**Stated problem**
Please copy the entries below word for word, starting with the line that contains "Task: Expected behaviour is that every instance of the black ice" and continuing through the final line of the entries.

(Object position labeling entries)

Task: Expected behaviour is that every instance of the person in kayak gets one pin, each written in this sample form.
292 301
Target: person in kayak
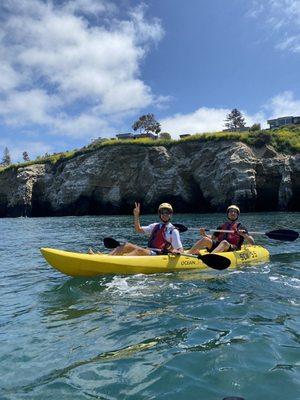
224 241
163 236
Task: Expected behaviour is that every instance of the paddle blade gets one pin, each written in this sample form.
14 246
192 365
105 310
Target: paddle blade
283 234
111 243
180 227
215 261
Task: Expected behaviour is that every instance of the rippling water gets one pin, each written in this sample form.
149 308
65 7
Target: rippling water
195 335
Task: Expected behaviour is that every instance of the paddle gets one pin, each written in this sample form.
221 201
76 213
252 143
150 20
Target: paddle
213 261
279 234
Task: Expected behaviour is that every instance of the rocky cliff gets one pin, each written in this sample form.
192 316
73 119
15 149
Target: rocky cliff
193 176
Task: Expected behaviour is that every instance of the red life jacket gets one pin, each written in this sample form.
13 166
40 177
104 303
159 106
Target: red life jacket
233 238
158 238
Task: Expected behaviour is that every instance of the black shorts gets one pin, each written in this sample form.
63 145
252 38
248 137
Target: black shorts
215 244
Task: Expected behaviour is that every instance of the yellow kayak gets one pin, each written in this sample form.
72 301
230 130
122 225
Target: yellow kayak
81 264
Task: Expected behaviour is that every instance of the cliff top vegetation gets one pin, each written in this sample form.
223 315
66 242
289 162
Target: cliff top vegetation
285 140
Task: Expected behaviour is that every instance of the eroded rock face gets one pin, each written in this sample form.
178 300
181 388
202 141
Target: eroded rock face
195 177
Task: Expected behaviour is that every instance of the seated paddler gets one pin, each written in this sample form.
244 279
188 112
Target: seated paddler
163 237
224 241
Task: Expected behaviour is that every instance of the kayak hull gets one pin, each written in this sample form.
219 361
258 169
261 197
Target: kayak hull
80 264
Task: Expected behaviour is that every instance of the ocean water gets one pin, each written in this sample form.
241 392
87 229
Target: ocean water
192 335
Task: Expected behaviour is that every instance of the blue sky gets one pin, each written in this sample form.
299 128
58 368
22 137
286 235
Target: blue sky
72 71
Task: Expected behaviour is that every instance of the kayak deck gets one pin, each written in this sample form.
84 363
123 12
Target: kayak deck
81 264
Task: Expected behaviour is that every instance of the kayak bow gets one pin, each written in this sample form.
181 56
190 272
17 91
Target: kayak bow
81 264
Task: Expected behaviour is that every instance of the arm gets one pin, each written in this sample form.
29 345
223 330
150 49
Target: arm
176 242
136 214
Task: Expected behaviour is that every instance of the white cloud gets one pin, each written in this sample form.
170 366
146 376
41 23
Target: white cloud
33 148
212 119
56 58
283 17
283 104
33 106
203 120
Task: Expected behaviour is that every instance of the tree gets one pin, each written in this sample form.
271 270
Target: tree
147 123
255 127
6 160
25 156
235 120
165 136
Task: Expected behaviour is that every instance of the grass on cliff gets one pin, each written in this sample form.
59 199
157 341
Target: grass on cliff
285 140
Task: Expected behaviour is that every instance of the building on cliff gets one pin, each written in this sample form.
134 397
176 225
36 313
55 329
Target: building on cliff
282 121
130 135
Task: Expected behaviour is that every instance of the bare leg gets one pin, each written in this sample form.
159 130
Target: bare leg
203 243
223 246
130 249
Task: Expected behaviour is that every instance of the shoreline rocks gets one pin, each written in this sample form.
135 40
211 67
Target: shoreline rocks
193 176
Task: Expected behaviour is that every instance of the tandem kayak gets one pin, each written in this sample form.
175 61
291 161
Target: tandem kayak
81 264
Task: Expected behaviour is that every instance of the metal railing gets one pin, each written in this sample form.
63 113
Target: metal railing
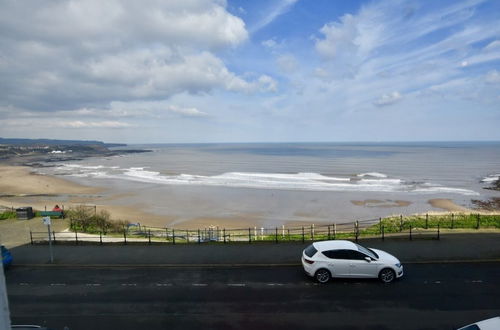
412 227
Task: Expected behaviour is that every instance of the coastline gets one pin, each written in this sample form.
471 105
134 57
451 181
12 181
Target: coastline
20 186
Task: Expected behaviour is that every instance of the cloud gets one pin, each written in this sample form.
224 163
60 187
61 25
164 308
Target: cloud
187 112
388 99
282 7
83 54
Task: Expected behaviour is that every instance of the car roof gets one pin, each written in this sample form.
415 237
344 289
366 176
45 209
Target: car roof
334 245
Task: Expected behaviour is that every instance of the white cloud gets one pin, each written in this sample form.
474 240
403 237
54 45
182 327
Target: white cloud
66 54
188 112
282 7
388 99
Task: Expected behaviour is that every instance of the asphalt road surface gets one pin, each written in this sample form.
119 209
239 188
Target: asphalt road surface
430 296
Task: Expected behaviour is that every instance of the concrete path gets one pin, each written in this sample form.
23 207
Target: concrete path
450 248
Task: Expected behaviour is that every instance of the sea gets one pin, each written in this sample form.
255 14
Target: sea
280 183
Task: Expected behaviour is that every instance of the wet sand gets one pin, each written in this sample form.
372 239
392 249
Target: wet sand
20 187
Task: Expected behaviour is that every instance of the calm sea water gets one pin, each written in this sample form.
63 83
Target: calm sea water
277 183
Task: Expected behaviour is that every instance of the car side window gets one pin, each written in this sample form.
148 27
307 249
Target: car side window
356 255
337 254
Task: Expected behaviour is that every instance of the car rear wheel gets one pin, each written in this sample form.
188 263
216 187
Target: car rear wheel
322 275
387 275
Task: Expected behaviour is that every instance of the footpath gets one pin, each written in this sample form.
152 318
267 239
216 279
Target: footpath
470 247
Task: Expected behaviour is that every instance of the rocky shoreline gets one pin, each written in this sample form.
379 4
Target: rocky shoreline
40 153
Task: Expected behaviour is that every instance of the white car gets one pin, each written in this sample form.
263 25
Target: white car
489 324
327 259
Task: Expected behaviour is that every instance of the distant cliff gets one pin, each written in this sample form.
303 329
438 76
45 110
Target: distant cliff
38 152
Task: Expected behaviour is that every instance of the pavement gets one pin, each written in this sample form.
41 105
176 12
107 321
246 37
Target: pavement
470 247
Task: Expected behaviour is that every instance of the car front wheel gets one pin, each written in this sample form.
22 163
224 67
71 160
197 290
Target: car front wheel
387 275
322 276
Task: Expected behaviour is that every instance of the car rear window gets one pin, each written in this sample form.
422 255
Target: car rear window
310 251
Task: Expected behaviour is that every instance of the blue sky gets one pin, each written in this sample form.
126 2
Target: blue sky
250 71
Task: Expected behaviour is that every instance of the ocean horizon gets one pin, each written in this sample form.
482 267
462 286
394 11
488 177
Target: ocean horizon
276 183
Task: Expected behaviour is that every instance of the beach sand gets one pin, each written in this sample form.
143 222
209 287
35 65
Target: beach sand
448 205
19 186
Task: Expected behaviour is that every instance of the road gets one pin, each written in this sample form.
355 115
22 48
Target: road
430 296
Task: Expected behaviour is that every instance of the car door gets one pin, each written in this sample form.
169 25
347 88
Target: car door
338 264
360 267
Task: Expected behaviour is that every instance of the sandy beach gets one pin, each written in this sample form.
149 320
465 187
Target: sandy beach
19 187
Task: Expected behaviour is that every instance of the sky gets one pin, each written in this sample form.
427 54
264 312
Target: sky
197 71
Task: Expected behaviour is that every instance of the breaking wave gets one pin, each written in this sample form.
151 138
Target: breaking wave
364 182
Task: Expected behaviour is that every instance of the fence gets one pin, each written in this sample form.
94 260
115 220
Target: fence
412 227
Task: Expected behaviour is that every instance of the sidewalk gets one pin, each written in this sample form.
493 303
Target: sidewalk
452 247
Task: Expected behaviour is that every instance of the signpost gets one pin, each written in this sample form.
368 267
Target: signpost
46 221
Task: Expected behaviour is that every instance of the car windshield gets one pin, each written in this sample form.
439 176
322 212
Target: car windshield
366 251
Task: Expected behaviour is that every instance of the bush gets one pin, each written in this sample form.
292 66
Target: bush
85 219
8 215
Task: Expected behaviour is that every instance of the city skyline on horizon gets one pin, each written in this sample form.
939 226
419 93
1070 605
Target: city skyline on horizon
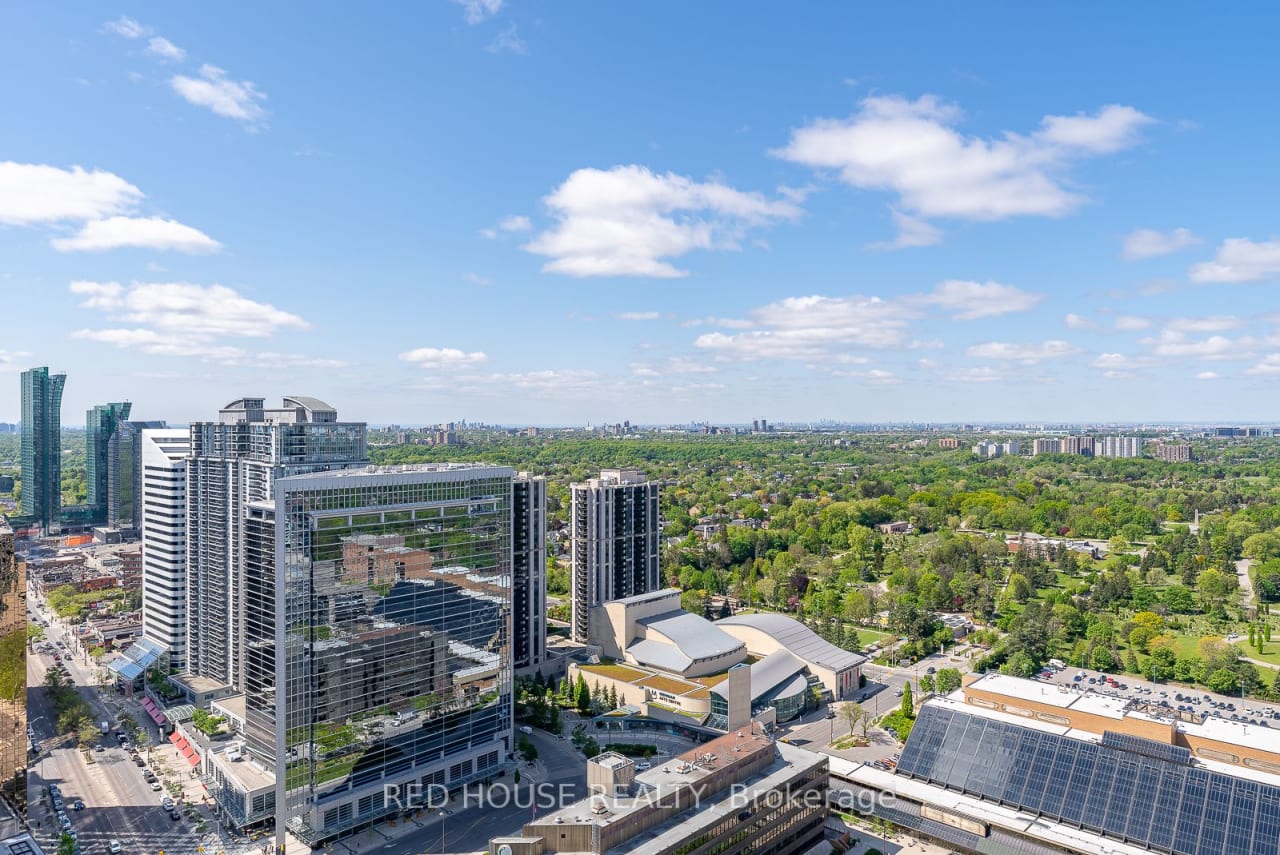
511 210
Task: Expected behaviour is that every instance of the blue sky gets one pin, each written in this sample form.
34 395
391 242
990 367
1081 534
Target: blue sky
557 213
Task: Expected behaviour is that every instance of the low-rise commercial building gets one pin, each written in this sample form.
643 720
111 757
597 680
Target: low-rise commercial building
739 794
1016 766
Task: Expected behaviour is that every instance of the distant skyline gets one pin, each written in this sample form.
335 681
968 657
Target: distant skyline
567 213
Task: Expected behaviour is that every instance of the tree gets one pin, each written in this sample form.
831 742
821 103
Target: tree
947 680
856 716
1223 681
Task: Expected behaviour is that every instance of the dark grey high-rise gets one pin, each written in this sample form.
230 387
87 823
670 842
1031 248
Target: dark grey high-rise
42 446
615 530
124 474
101 424
234 462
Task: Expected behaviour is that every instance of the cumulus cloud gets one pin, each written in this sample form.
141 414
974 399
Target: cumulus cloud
912 232
627 222
179 319
1078 321
512 224
1130 323
913 150
813 327
974 300
479 10
443 357
1240 260
127 27
140 232
165 50
240 100
1175 343
508 41
1147 243
32 193
1025 353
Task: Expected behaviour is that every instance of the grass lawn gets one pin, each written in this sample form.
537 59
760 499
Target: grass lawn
871 636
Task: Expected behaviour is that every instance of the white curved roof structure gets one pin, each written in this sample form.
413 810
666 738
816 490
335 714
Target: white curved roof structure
794 636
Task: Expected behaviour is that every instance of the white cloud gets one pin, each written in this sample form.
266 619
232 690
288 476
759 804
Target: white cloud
1130 323
512 224
727 323
1078 321
479 10
1269 365
1240 260
1121 361
270 360
686 365
142 232
912 232
37 193
184 310
515 223
974 300
804 328
1147 243
913 150
626 222
165 50
1025 353
1210 324
508 41
127 27
240 100
443 357
951 374
1171 342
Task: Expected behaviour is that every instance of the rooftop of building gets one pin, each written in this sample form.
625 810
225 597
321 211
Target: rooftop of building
1215 728
407 470
693 768
798 639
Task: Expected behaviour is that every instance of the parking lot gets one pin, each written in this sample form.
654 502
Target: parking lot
1168 699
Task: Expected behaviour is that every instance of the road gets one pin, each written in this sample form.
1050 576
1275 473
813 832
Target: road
118 803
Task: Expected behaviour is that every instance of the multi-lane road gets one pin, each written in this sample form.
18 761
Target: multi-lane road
119 804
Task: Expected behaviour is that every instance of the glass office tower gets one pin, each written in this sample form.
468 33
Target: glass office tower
376 631
42 446
101 425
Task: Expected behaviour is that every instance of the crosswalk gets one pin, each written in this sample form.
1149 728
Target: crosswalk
132 842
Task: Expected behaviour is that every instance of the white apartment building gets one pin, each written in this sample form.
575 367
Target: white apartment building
1119 447
163 521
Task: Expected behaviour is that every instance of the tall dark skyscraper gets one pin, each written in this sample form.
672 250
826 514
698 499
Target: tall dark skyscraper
615 530
124 474
42 446
101 424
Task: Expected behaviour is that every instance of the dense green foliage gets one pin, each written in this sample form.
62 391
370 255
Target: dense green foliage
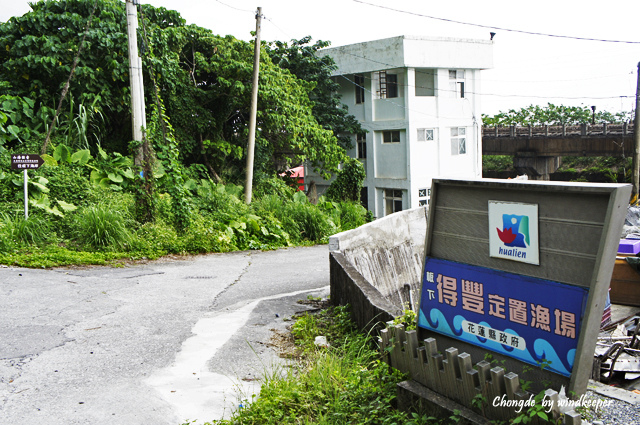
203 84
89 202
100 225
348 183
346 383
306 62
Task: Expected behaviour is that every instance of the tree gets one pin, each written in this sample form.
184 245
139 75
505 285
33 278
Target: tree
37 53
348 183
209 102
306 62
553 115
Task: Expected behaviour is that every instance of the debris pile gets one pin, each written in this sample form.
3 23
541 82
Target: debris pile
617 355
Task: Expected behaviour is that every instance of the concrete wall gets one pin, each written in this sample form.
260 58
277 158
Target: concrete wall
388 254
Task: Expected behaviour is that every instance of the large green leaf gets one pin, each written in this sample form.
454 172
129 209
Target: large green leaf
81 157
115 177
128 173
67 207
49 161
62 153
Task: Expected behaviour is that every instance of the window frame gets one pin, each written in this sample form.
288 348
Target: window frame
458 140
361 146
358 79
393 198
391 138
423 134
457 78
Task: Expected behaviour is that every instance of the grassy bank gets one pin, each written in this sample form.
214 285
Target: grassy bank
345 383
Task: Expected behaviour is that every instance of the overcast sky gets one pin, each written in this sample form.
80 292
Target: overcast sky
528 68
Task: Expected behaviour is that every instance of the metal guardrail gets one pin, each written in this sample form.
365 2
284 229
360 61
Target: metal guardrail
584 130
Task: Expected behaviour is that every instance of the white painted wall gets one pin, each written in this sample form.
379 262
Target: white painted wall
411 165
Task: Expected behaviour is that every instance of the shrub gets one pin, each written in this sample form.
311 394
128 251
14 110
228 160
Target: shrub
352 215
314 225
348 183
155 240
207 235
101 227
19 231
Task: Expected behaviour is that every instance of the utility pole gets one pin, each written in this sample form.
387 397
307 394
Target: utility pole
254 109
138 118
636 138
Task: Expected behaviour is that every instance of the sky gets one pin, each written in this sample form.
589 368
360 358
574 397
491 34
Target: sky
539 54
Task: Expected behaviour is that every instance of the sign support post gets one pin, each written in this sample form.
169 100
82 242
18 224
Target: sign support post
25 162
26 195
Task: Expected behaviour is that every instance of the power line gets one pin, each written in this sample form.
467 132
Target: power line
483 94
496 28
236 8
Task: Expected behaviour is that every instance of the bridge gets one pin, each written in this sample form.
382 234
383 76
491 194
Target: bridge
537 150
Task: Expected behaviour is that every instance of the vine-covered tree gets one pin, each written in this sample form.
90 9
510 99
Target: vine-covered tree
307 62
203 79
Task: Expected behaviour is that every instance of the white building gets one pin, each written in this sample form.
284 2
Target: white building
418 99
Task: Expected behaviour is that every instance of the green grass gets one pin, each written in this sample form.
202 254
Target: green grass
347 383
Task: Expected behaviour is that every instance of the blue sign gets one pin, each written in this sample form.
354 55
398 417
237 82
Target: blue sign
530 319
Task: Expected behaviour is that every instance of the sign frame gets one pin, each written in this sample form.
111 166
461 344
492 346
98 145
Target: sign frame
577 221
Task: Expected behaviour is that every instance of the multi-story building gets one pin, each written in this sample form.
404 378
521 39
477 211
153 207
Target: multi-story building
418 98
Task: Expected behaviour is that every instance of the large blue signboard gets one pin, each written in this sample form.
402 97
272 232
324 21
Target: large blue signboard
530 319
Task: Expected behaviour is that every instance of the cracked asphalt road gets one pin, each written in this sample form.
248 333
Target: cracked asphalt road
157 343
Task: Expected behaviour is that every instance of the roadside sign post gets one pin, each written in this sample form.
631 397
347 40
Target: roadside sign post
521 270
26 162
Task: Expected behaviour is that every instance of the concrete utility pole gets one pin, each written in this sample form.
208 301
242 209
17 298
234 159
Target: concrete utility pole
254 108
636 137
138 116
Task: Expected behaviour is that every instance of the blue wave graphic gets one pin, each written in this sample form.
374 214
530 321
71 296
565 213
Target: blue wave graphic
541 347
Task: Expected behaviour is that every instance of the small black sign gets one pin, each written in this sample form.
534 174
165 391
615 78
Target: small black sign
26 161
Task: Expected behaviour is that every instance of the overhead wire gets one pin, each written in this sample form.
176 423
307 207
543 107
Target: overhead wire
496 27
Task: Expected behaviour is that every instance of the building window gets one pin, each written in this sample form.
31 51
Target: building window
425 82
361 146
364 197
359 82
456 83
392 201
426 134
458 141
391 136
392 85
388 85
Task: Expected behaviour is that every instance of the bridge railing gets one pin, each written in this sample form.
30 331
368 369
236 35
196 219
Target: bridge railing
604 129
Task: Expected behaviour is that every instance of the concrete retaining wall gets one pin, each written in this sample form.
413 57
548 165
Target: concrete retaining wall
381 260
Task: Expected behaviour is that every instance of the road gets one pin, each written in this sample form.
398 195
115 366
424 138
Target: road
158 343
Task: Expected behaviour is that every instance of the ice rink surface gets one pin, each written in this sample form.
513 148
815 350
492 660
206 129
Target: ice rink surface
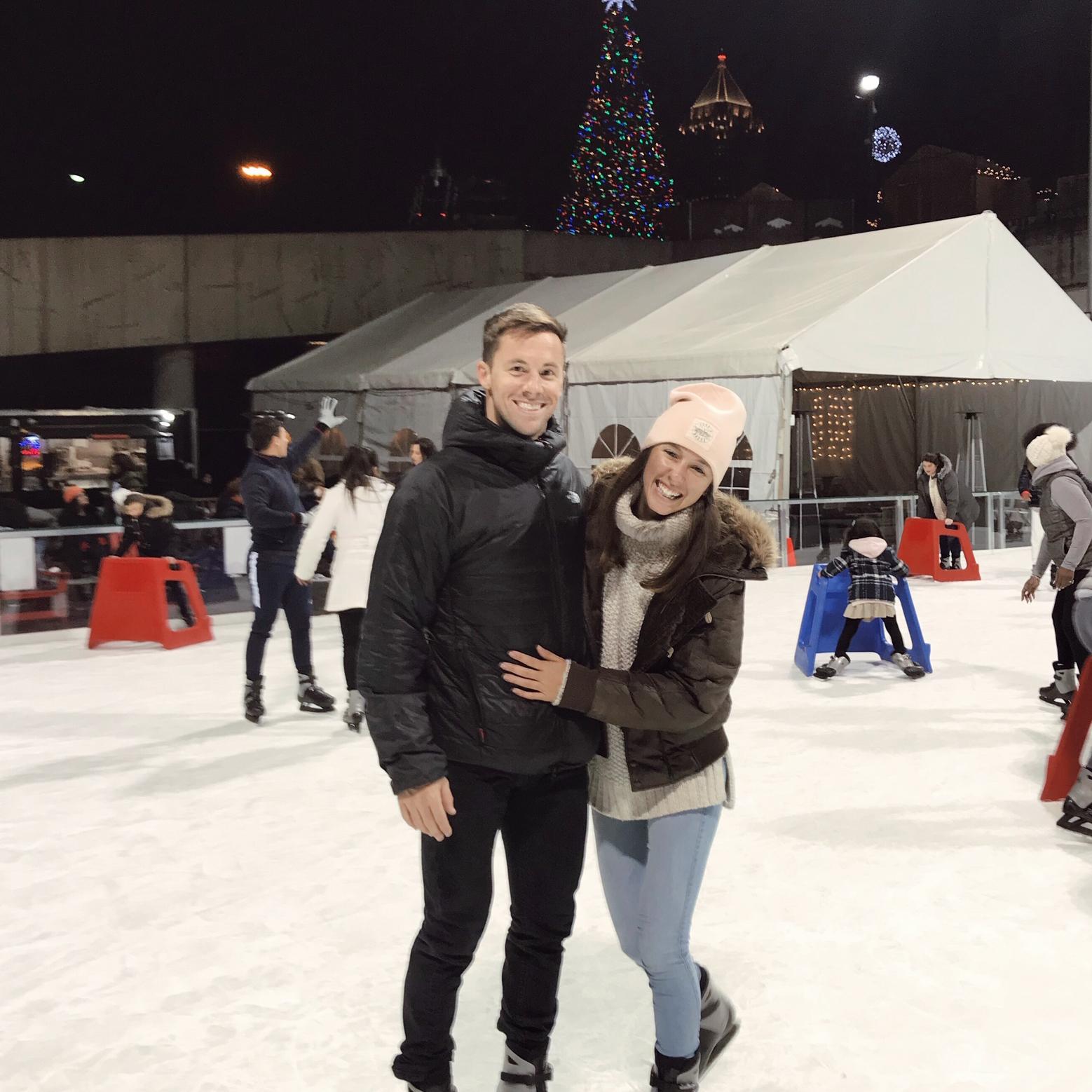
196 904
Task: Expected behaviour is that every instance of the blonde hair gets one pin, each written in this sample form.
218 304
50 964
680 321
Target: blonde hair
519 318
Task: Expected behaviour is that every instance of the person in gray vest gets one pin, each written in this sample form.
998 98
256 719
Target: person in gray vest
1066 511
1066 514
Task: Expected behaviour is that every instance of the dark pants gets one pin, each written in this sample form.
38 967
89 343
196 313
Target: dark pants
273 585
849 632
1072 653
950 548
543 821
177 595
350 622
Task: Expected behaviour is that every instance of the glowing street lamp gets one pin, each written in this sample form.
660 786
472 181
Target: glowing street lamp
254 172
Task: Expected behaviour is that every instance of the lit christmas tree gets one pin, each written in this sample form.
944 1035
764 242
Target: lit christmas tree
620 180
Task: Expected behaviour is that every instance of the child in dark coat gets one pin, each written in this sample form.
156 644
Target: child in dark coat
148 526
873 568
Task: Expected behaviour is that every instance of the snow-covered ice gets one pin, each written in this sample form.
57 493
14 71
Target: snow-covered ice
193 904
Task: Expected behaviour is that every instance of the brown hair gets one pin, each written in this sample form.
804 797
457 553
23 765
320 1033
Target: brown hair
524 319
604 538
310 473
360 467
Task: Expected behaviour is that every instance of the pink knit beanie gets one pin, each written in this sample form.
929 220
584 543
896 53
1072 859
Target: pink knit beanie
704 418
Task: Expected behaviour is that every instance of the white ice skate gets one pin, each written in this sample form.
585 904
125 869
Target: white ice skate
833 667
906 665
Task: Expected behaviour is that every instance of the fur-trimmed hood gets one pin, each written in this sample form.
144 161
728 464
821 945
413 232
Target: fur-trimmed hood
158 508
746 546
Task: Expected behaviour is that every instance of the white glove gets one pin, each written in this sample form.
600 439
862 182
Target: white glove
328 413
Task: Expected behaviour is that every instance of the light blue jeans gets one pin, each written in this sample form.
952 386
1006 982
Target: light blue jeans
652 872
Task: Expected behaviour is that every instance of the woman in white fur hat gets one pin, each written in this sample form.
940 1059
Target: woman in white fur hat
1066 511
669 557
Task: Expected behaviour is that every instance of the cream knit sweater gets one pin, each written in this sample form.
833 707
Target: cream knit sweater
649 546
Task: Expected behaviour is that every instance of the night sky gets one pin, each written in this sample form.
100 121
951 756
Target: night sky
156 103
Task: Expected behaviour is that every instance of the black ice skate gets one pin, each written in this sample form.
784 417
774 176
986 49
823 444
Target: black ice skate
313 698
1060 691
252 702
1074 818
520 1076
906 665
718 1023
833 667
354 711
674 1074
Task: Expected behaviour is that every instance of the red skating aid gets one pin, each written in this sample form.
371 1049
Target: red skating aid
131 603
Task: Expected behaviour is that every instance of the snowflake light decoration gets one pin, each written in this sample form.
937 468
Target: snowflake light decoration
886 144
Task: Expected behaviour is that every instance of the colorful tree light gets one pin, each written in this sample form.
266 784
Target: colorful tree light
620 182
886 144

**Answer**
Task: Expected behaviour is that every instance of the black ice skate gets one pin, each written in this sample form.
784 417
774 176
986 49
823 444
Target: black ice skate
313 698
1060 691
252 702
1074 818
520 1076
906 665
718 1023
833 667
354 711
674 1074
Task: Expected behaviour is that every instance of the red skating aid gets one pin, each written in this sample form.
371 1049
Target: red skating aid
131 603
Task: Expected behaviour is that every instance of the snowflake light decoration gets one pin, each written in this sample form.
937 468
Target: snowflake light decoration
886 144
Task: Expected behaviour is that every instance of the colorful tree light gets one pin, each written in this sample form.
266 784
Target: colorful tree light
620 182
886 144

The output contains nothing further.